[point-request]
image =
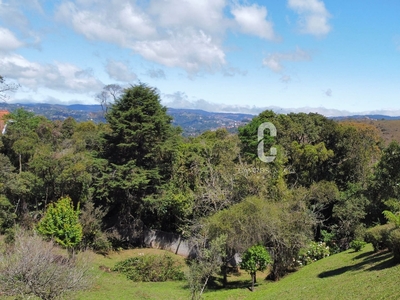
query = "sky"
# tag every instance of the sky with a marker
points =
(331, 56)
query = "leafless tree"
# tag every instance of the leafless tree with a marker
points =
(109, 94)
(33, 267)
...
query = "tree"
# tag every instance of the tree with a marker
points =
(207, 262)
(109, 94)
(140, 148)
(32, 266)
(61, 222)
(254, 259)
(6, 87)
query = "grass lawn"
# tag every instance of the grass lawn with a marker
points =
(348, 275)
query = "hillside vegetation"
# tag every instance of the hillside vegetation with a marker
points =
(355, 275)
---
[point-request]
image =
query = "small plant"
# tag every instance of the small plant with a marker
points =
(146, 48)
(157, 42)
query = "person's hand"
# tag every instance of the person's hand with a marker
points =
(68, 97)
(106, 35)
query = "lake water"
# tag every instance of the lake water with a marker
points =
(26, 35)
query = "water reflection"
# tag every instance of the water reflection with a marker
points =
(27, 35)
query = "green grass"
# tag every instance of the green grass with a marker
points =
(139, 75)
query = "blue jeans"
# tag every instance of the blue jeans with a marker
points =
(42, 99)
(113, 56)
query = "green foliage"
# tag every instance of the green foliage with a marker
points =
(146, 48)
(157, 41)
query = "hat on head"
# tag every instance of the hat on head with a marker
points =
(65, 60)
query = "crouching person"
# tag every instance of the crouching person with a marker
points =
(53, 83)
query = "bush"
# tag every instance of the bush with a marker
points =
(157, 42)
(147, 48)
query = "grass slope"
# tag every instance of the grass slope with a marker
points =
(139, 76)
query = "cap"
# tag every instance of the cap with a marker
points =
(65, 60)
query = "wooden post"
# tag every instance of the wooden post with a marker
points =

Request -
Collect every line from the listing above that contains the string "wooden". Case matters, so only lines with that exact capitalization count.

Correct output -
query = "wooden post"
# tag every instance of the wooden post with a marker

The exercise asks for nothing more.